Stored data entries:

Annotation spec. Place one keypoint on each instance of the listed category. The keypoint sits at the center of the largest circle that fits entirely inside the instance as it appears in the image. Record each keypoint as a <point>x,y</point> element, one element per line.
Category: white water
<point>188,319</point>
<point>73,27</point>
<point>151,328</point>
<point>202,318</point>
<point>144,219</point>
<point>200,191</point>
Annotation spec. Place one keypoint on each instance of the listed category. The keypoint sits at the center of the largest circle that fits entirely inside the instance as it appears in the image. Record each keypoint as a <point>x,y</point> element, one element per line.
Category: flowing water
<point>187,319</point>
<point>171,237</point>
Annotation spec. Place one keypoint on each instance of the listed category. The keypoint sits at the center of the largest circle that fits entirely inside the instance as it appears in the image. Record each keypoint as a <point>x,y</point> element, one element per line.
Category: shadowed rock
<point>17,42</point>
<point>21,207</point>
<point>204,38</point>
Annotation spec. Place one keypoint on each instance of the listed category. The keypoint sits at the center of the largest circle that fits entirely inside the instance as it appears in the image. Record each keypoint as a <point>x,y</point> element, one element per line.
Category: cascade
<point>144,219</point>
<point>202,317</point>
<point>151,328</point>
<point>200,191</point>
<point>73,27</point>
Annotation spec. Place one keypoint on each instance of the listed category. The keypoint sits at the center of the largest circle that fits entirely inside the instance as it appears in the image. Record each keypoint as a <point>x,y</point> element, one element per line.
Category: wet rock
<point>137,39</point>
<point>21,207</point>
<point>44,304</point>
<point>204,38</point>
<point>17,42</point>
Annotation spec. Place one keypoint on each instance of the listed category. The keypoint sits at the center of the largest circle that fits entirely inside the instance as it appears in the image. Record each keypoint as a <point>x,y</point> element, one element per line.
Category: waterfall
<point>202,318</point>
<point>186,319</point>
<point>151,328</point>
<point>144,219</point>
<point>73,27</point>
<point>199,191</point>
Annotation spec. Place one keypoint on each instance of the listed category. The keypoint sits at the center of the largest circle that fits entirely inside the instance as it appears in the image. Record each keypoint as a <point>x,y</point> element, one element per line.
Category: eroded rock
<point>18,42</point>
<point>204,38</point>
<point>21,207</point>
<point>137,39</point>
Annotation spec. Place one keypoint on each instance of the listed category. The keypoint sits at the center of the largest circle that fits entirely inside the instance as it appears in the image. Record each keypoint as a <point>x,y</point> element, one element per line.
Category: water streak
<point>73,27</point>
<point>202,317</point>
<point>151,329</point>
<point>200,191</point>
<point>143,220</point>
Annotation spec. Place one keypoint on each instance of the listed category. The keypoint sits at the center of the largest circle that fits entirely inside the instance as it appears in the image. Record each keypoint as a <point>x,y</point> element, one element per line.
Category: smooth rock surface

Assignment: What's wanted is a faithful copy of each entry above.

Written reply:
Annotation spec. Place one keypoint on each instance of the listed category. The keypoint sits at the center of the largest circle that fits entirely inside the instance as it appears in the image. Record each keypoint as a <point>x,y</point> element, one element per line.
Category: white water
<point>188,319</point>
<point>73,27</point>
<point>151,328</point>
<point>202,318</point>
<point>144,219</point>
<point>200,191</point>
Annotation spec. Place one keypoint on each instance of the listed category. The keypoint sits at the center of the largest circle that fits entirely inside the instance as it appears in the image. Record each keypoint as a <point>x,y</point> element, one element per line.
Category: flowing water
<point>187,319</point>
<point>171,237</point>
Annotation spec. Place one keypoint on each instance of the listed category. The keypoint sits at the center of the largest circle that fits entirely inside the instance as it appears in the image. Record each keypoint as a <point>x,y</point> element, one element per line.
Category: shadowed rock
<point>17,42</point>
<point>21,207</point>
<point>204,38</point>
Annotation spec. Place one keypoint on each instance of the listed category. The keypoint sits at the center of the largest circle that fits entirely inside the instance as it appears in the image. Record each keypoint as a <point>x,y</point> element, one element per line.
Category: cascade
<point>144,219</point>
<point>202,317</point>
<point>151,328</point>
<point>200,191</point>
<point>73,27</point>
Annotation spec. Place one keypoint on each instance of the listed category. The keypoint sits at the center of the largest circle that fits entirely inside the instance as it appears in the image. Record each keypoint as a <point>x,y</point> element, one element per line.
Category: wet rock
<point>137,39</point>
<point>21,207</point>
<point>44,304</point>
<point>204,38</point>
<point>17,42</point>
Annotation spec. Place one keypoint on each instance of the listed category. The keypoint sits at the center of the largest circle that fits entirely inside the instance as it appears in the image. Record each keypoint as a <point>x,y</point> element, one element per line.
Category: waterfall
<point>202,318</point>
<point>186,319</point>
<point>151,328</point>
<point>144,219</point>
<point>73,27</point>
<point>199,191</point>
Annotation spec. Place one keypoint on each instance of the listed category. The keypoint sits at the center of the largest circle that fits entirely inside the instance as it appears in the image. Record each keypoint as a <point>x,y</point> element, one element per line.
Category: eroded rock
<point>18,42</point>
<point>204,38</point>
<point>21,207</point>
<point>137,39</point>
Annotation spec. Place one keypoint on each instance of the listed category. The keypoint sits at the center of the largest circle that fits entirely inside the instance as it appears in the image. Record each keypoint as a <point>x,y</point> element, one element per line.
Category: water streak
<point>73,27</point>
<point>202,317</point>
<point>151,329</point>
<point>200,191</point>
<point>143,220</point>
Annotation spec. Place one keypoint on each instance of the listed category. The keypoint sits at the center of the largest circle that fits entirely inside the instance as it appears in the image. Record each keypoint as a <point>x,y</point> element, one element per line.
Category: smooth rock surface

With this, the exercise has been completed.